Instrução ::
Troque "stone block" por "stone slab" nas linhas entre a que contém "[ brick wall section ]" e a que contém "top-left (0, 116), bottom-right (18, 146)", inclusive, e reproduza esse trecho com todo o resto inalterado.

Dados registrados ::
************

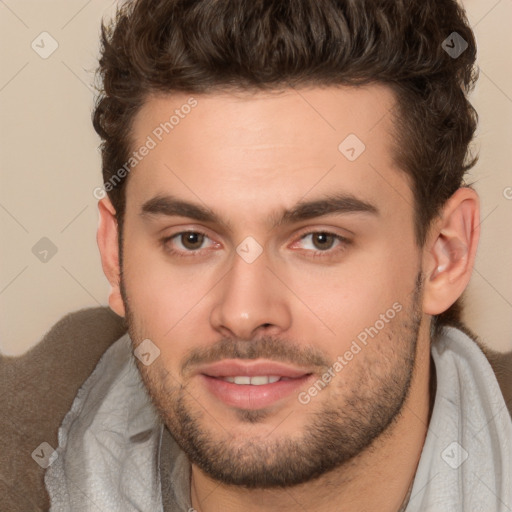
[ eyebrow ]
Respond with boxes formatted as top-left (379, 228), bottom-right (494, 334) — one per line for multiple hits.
top-left (140, 193), bottom-right (379, 231)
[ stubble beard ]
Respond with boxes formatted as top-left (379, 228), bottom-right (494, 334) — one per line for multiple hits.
top-left (121, 274), bottom-right (421, 489)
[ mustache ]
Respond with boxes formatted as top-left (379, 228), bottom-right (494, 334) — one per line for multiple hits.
top-left (181, 336), bottom-right (330, 377)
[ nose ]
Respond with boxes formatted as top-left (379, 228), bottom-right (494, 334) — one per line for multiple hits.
top-left (210, 248), bottom-right (292, 340)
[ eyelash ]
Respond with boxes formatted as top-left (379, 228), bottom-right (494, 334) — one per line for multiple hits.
top-left (161, 230), bottom-right (351, 259)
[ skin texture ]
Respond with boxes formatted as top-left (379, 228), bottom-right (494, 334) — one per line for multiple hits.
top-left (98, 85), bottom-right (479, 512)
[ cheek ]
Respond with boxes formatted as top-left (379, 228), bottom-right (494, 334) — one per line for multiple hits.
top-left (280, 243), bottom-right (419, 344)
top-left (123, 241), bottom-right (214, 340)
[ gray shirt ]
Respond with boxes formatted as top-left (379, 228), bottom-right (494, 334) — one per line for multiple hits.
top-left (45, 328), bottom-right (512, 512)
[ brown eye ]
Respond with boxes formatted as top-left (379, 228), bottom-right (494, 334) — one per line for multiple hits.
top-left (179, 231), bottom-right (204, 251)
top-left (312, 233), bottom-right (336, 251)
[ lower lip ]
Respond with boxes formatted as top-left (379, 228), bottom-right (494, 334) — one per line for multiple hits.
top-left (201, 374), bottom-right (313, 410)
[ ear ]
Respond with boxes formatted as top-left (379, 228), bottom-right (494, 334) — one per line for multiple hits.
top-left (423, 187), bottom-right (480, 315)
top-left (96, 197), bottom-right (125, 317)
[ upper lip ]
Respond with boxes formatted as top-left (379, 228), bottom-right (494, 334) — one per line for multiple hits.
top-left (197, 359), bottom-right (311, 379)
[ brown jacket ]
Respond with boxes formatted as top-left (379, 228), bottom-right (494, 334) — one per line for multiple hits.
top-left (0, 307), bottom-right (512, 512)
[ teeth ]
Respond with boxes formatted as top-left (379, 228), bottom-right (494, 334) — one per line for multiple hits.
top-left (222, 375), bottom-right (281, 386)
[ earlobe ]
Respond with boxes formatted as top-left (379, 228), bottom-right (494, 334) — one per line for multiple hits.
top-left (96, 197), bottom-right (125, 317)
top-left (423, 187), bottom-right (480, 315)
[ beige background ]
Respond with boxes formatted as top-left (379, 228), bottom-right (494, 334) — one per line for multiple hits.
top-left (0, 0), bottom-right (512, 355)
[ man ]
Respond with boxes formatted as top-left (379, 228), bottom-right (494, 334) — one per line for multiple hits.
top-left (46, 0), bottom-right (512, 512)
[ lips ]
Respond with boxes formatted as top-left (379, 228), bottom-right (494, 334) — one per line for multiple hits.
top-left (197, 360), bottom-right (313, 410)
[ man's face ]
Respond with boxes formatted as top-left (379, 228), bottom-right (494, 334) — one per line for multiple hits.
top-left (122, 85), bottom-right (422, 487)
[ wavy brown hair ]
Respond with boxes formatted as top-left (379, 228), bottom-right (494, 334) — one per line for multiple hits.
top-left (93, 0), bottom-right (477, 335)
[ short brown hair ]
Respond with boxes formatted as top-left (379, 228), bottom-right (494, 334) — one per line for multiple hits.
top-left (93, 0), bottom-right (477, 332)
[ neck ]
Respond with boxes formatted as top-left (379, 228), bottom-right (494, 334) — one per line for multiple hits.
top-left (191, 330), bottom-right (435, 512)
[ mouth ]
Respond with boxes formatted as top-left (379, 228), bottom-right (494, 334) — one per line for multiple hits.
top-left (199, 361), bottom-right (313, 410)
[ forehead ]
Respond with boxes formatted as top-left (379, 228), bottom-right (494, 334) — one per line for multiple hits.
top-left (127, 84), bottom-right (412, 224)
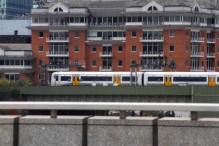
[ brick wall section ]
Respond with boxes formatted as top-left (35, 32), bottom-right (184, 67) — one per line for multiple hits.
top-left (124, 30), bottom-right (142, 71)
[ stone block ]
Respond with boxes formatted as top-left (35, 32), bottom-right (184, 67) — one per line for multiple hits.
top-left (87, 117), bottom-right (157, 146)
top-left (158, 118), bottom-right (219, 146)
top-left (19, 116), bottom-right (87, 146)
top-left (0, 116), bottom-right (18, 146)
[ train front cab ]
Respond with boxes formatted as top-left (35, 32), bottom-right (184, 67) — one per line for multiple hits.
top-left (208, 75), bottom-right (216, 86)
top-left (164, 75), bottom-right (172, 86)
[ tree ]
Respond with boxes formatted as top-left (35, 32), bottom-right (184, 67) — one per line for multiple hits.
top-left (0, 79), bottom-right (11, 86)
top-left (16, 78), bottom-right (33, 86)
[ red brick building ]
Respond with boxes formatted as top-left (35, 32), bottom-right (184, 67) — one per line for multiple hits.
top-left (28, 0), bottom-right (219, 84)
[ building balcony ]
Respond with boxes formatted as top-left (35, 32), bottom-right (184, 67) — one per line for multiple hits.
top-left (190, 52), bottom-right (204, 57)
top-left (89, 22), bottom-right (125, 27)
top-left (207, 67), bottom-right (215, 72)
top-left (99, 52), bottom-right (113, 57)
top-left (190, 66), bottom-right (204, 72)
top-left (207, 53), bottom-right (215, 58)
top-left (46, 37), bottom-right (69, 43)
top-left (207, 38), bottom-right (215, 44)
top-left (139, 65), bottom-right (164, 72)
top-left (47, 65), bottom-right (69, 71)
top-left (46, 51), bottom-right (69, 57)
top-left (191, 37), bottom-right (205, 43)
top-left (139, 51), bottom-right (163, 57)
top-left (140, 37), bottom-right (164, 42)
top-left (99, 66), bottom-right (113, 72)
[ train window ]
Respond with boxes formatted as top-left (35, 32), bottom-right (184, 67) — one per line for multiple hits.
top-left (148, 77), bottom-right (163, 82)
top-left (173, 77), bottom-right (207, 82)
top-left (61, 76), bottom-right (71, 81)
top-left (122, 76), bottom-right (138, 82)
top-left (81, 76), bottom-right (112, 81)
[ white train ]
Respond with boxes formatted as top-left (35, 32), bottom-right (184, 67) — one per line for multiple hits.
top-left (51, 72), bottom-right (219, 86)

************

Resposta ::
[ brick wall section ]
Respond with boxes formatted as top-left (35, 32), bottom-right (184, 67) — one per line for multiple hits.
top-left (124, 30), bottom-right (142, 71)
[ stone slab ]
Respond with boxes formatted as top-left (35, 32), bottom-right (184, 67) — one per line for multiple hits.
top-left (87, 117), bottom-right (157, 146)
top-left (158, 118), bottom-right (219, 146)
top-left (19, 116), bottom-right (87, 146)
top-left (0, 116), bottom-right (18, 146)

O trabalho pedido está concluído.